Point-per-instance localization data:
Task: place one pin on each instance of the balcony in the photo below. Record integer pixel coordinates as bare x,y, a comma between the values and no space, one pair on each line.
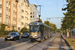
17,0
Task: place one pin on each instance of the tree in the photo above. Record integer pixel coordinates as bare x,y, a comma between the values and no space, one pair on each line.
68,21
24,30
40,20
51,25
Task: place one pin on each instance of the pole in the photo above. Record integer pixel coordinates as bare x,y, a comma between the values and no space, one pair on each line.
40,11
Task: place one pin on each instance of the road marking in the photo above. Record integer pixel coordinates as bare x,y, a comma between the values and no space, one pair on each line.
8,48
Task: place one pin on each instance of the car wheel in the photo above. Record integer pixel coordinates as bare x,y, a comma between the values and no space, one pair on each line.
5,39
18,38
14,39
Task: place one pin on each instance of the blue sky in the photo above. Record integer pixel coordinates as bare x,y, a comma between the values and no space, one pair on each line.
51,8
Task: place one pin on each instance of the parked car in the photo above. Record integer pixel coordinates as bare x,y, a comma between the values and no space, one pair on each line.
12,36
25,35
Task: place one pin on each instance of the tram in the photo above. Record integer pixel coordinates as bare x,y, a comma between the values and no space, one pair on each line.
39,31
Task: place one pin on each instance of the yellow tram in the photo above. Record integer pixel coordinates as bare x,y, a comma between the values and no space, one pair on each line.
39,31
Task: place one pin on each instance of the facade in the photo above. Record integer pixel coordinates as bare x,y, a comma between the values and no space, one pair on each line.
8,14
23,14
16,14
34,13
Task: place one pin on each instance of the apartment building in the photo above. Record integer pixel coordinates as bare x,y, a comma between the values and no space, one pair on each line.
16,14
34,16
23,14
8,15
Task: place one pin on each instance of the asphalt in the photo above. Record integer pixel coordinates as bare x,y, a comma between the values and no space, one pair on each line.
4,44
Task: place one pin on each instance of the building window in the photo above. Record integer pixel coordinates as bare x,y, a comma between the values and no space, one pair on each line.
22,23
0,6
19,7
0,14
22,10
30,16
22,16
18,28
31,13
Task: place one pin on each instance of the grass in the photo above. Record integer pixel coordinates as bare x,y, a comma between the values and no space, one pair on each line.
71,42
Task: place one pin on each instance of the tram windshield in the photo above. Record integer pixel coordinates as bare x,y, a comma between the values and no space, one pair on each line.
34,28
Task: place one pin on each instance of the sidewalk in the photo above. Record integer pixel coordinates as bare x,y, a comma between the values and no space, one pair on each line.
56,45
65,37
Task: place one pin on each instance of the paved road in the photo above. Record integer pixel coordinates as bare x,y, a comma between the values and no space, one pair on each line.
4,44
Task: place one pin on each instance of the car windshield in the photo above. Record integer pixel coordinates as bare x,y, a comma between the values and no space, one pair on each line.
12,33
34,28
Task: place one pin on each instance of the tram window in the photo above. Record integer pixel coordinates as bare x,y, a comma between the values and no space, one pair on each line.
34,28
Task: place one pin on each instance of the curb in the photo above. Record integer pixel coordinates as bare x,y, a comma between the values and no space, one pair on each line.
14,46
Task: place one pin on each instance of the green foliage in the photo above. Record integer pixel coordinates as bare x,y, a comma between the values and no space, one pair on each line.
51,25
2,27
68,21
24,30
40,20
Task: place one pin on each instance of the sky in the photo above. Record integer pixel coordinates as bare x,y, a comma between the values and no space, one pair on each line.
51,9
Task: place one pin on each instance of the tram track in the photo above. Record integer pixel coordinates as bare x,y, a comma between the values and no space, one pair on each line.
55,45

Exercise description.
A word-for-word copy of all the records above is required, with the pictures left out.

Answer for this exercise.
Task: place one pin on each instance of the balcony in the photo below. Record integer pixel coordinates as bare x,y, a comma between the values and no space, one pair on each line.
17,0
Task: place one pin on each instance of the tree in the photo above. Record integer pixel coordinates as bare x,y, a comma between the values and no space, one pair on each line.
68,21
24,30
40,20
51,25
Task: place one pin on each instance of the pole in the photo above. Record integer pixel coordinates as bare x,y, a comma between the values and no space, one pair on each line.
40,11
Task: place one pin on each instance of the road marking in the photo above. Record integer pixel coordinates as bare x,y, a comma between the values and no space, one pair on each line.
8,48
Task: place one pin on each instance of the car wheel in the photo above. Record integer pixel coordinates as bare x,y, a comma between the values and no space, one pair on each line.
5,39
18,38
14,39
Task: place one pin on each instance of the blue sky in the photo above. Record integer pixel coordinates as bare x,y, a comma between the values and no space, one pair on each line.
51,8
Task: place one pin on each instance of the parked car in the photo above. Record integer pixel coordinates as bare x,y, a comma between the values and no space, one pair on each line.
12,36
25,35
Task: place one pin on each instance of the tram in the photo above. Record integer pixel coordinates as bare x,y, a comma between the values and no space, one pair on each line.
39,31
Task: place one pin on each instance of the yellow tram in the photo above. Record integer pixel coordinates as bare x,y, a comma between the values and no space, one pair on each line.
39,31
Task: place one pin on each instance of the facade in the photo above. Record integer pixel coordinates as bare x,y, a comma between the values and no space, one pair on each line.
8,14
23,14
16,14
34,13
Task: place one pin on each instance of the apartment building in the photo above. Record integer pixel coordinates as bare x,y, a comma between the values and no space, one pair on each line.
16,14
34,16
23,14
8,15
Task: place one pin on each instance of the asphalt in the photo above. Record integer pixel coordinates as bare x,y, a comma between the values and no space, one pair on each line.
4,44
Task: place one pin on each instance of the building window in the photo above. Record integer pixel coordinates as bare x,y, a comma between the values and no space, one pair on each line.
22,23
0,6
19,7
0,14
22,10
30,16
22,16
18,28
31,13
Task: place one pin on each instance of the grass in the photo above. Record integer pixel coordinates as bare x,y, a comma between the values and no space, one pair on each line.
71,42
Task: place one pin on each instance of the tram windshield in the photo above. Record integer pixel coordinates as bare x,y, a comma between the values and no space, one pair on each line.
34,28
Task: place one pin on each instance of the sidewalk in the photo above. Record integer pixel coordinates as bare x,y, a comma between the values and no space, one pair on each line.
56,45
65,37
Task: place one pin on each instance of the paved road in the photo above. Record integer pixel coordinates as bare x,y, a comma between the values and no space, one pair on each line.
4,44
Task: place one pin on each instance of the car windshield in the photo above. Record integer pixel coordinates as bare x,y, a comma between the values and no space, one pair on each line.
12,33
34,28
Task: place one pin on each instance of the tram window in the photo above. Record integer pixel coordinates as bare x,y, a comma between the values and no space, one pair on each line.
34,28
Task: place one pin on each instance of the curb in the photo above. Record integer pixel coordinates as bare x,y, a comma between the values and no space, one pair on each line.
14,46
Task: place one pin on each instance of the green foliage in the photo above. Record integer pixel coordinates as bare x,y, a comma between the values and no space, one pair on each line.
51,25
2,27
68,21
24,30
40,20
Task: place one pin on each instance of the sky in the photo above. Record integer pixel coordinates as bare x,y, a comma between the values and no space, one pair on each line.
51,9
Task: place one pin on each instance of the tram track in the photo above. Record integer pixel coordinates as bare x,y, a comma between the values and no space, one pair on each line.
55,45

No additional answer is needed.